The role of obesity in the COVID-19 crisis


There has been a fair amount of anecdotal and a bit of statistical evidence that obesity is somehow associated with individuals who have worse progression of COVID-19. The data out of China I saw wasn’t significant statistically speaking. The problem? There didn’t seem to be enough obese people in their samples. Then anecdotes and some data came out of Europe implicating obesity as a risk factor. And, doctors started reporting a disproportionate number of obese patients in the ICU.

* * *

Go on with the piece on obesity and COVID-19, starting right after its final sentence about obese patients in the ICU. The entries that come next are separate material with no tie to the piece on obesity and COVID-19.

* * *

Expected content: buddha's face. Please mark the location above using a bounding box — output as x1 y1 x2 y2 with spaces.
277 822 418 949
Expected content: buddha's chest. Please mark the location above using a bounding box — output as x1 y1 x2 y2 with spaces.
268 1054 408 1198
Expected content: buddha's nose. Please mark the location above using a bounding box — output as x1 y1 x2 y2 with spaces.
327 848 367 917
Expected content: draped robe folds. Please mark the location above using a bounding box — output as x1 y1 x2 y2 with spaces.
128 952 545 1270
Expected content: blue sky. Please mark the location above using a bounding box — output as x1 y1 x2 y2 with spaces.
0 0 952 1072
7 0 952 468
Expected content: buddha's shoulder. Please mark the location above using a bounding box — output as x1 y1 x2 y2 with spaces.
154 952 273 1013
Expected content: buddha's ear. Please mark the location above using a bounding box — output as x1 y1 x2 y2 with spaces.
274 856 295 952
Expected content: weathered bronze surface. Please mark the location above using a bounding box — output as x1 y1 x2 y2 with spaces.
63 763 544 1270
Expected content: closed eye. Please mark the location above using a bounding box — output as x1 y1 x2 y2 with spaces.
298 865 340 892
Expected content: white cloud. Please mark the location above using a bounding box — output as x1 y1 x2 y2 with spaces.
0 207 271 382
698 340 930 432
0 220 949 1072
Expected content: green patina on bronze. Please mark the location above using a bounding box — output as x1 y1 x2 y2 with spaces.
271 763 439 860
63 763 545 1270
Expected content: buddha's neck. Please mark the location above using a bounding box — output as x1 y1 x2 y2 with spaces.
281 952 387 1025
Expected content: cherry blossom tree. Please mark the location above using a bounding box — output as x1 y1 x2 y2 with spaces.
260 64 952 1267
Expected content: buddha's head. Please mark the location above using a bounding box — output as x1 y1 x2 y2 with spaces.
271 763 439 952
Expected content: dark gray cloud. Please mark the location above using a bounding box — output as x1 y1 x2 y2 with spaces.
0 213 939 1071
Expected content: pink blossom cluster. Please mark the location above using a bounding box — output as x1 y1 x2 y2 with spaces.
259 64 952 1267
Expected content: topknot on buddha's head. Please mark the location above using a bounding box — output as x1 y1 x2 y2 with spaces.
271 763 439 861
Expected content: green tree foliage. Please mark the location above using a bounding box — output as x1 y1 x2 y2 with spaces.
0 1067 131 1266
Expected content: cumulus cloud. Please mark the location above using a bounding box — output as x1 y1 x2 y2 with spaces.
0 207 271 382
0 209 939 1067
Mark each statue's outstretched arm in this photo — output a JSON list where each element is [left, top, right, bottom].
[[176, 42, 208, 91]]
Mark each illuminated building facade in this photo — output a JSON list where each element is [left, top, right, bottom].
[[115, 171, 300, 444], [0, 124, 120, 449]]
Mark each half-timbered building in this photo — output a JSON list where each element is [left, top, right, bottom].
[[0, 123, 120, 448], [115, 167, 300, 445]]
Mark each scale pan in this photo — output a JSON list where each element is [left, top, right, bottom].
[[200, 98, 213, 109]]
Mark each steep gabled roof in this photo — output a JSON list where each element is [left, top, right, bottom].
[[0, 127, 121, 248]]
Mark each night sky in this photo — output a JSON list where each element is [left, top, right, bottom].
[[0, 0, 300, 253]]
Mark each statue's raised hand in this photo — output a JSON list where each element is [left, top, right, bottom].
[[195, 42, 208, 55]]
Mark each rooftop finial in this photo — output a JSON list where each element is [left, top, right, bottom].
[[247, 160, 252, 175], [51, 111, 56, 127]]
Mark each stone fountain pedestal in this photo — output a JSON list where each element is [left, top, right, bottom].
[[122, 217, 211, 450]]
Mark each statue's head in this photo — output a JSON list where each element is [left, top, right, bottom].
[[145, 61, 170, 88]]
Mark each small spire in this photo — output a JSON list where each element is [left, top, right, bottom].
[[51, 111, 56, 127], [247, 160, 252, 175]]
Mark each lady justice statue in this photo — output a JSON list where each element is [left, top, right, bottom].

* * *

**EXPECTED ANSWER:**
Now we have really good evidence, Factors associated with hospitalization and critical illness among 4,103 patients with COVID-19 disease in New York City:

We conducted a cross-sectional analysis of all patients with laboratory-confirmed Covid-19 treated at a single academic health system in New York City between March 1, 2020 and April 2, 2020, with follow up through April 7, 2020. Primary outcomes were hospitalization and critical illness (intensive care, mechanical ventilation, hospice and/or death). We conducted multivariable logistic regression to identify risk factors for adverse outcomes, and maximum information gain decision tree classifications to identify key splitters….Strongest hospitalization risks were age ≥75 years (OR 66.8, 95% CI, 44.7-102.6), age 65-74 (OR 10.9, 95% CI, 8.35-14.34), BMI>40 (OR 6.2, 95% CI, 4.2-9.3), and heart failure (OR 4.3 95% CI, 1.9-11.2)…In the decision tree for admission, the most important features were age >65 and obesity; for critical illness, the most important was SpO2<88, followed by procalcitonin >0.5, troponin <0.1 (protective), age >64 and CRP>200. Conclusions: Age and comorbidities are powerful predictors of hospitalization; however, admission oxygen impairment and markers of inflammation are most strongly associated with critical illness.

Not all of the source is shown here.